## Document segment
════

Study Finds That Inflammation Causes Heart Cells To Produce A Protein Called ISG15 That Sticks To Other Proteins Causing Heart Failure!
: Researchers at St. Michael's Hospital, Toronto-Canada have discovered a way in which inflammation can cause heart failure, a chronic health condition affecting hundreds of thousands of people in Canada and elsewhere globally. Heart failure is a major cause of illness and death, with symptoms that include breathlessness, tiredness, palpitations, and ankle swelling.
Inflammation is a process that occurs when white blood cells come together in one place. While it can be beneficial, such as when white blood cells work together to fight an infection, inflammation without infection can lead to negative outcomes.
Scientists have known for years that heart failure is associated with inflammation, but it was unclear how white blood cells impair heart function.
Through a series of experiments, the study team lead by Dr Andrew Advani, a St. Michael's endocrinologist and Keenan Chair in Medicine, discovered that inflammation causes heart cells to produce a protein called ISG15. This protein sticks to other proteins in heart muscle cells, causing them to stop working properly. When cell proteins stick together, this is known as a post-translational modification. Post-translational modifications can affect how proteins work and play crucial roles in the development of heart failure.
The discovery of ISG15's role in inflammation-induced heart failure opens up a new field of heart failure research. However, it may take many years for the findings to benefit patients. The results offer the potential for new treatments, including therapies to stop ISG15 from sticking to proteins or new ways to identify people who are at risk of developing heart failure.
In the study, the researchers set out to understand how immune cells recruited to the heart during ventricular remodeling affect cardiomyocyte function. They discovered that the Ubl ISG15 is constitutively expressed by cardiomyocytes and is induced in cardiomyocytes during pressure overload as part of a type I IFN response. ISG15 post-translationally modifies actively translated cardiomyocyte proteins, regulates cardiomyocyte protein turnover, and limits cardiac performance under stressed conditions.

════

## Extracted records
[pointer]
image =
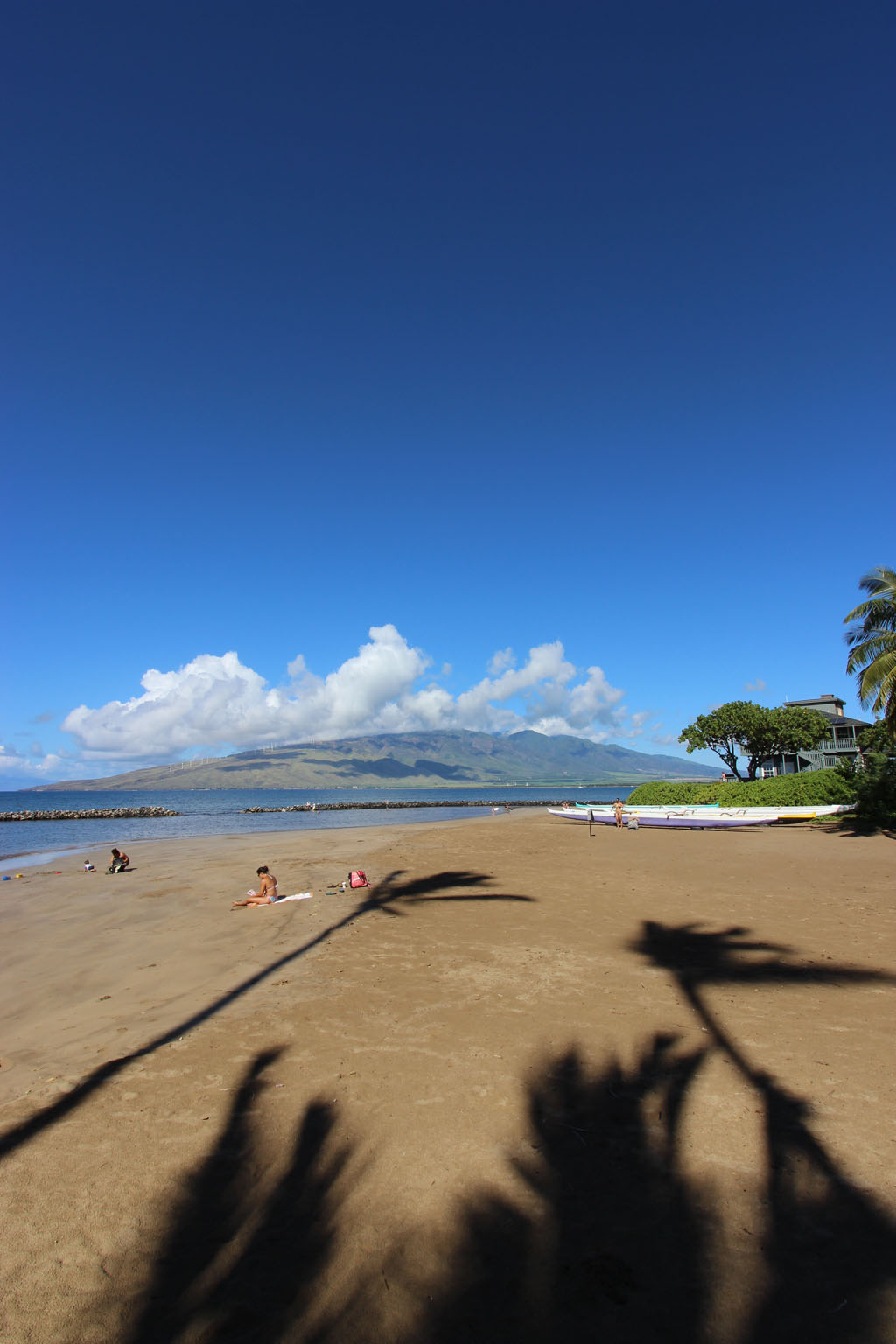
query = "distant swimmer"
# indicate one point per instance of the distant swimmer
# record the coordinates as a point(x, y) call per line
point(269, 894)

════

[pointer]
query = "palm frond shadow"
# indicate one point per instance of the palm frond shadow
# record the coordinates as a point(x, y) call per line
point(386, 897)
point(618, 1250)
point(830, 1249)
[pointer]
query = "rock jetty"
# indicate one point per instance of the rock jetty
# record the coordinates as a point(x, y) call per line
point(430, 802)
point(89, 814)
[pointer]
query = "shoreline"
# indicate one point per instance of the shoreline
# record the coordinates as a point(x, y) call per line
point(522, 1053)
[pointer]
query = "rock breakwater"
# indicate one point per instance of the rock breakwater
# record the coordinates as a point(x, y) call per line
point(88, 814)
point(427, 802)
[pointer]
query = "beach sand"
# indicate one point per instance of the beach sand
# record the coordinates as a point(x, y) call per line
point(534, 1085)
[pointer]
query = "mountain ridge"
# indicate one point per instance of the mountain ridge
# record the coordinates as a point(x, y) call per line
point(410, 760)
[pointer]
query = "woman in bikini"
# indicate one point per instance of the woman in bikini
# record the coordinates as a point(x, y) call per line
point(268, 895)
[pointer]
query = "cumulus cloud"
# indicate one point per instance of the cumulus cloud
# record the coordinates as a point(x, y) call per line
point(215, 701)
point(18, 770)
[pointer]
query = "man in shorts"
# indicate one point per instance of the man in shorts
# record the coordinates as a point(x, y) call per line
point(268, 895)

════

## Tasks to perform
1) In the article on ISG15 and heart failure, who led the study team?
2) Extend the article on ISG15 and heart failure, continuing from its final sentence.

## Answer section
1) Dr Andrew Advani, a St. Michael's endocrinologist and Keenan Chair in Medicine, led the team.

2)
ISG15 induction and protein ISGylation are intracellular mechanisms that provide a mechanistic link between sterile inflammation, adverse ventricular remodeling, and eventual heart failure development.
The study's findings reveal that pressure overload-induced ventricular remodeling is accompanied by an IFN response, characterized by the induction of the Ubl ISG15 and the conjugation of ISG15 to actively translated cardiomyocyte proteins, facilitating left ventricular functional decline.
Dr Advani told Thailand Medical News
, “This is a new discovery, that this particular post-translational modification caused by inflammation can affect the functioning of heart muscle and cause heart failure. The discovery opens up a whole new field of heart failure research."
In summary, the researchers have discovered that inflammation can cause heart cells to produce the protein ISG15, which sticks to other proteins in heart muscle cells and impairs their function. This process can lead to heart fai
lure, and the findings open up new avenues for research and potential treatments for the condition.
The study findings were published in the peer reviewed Journal of Clinical Investigation.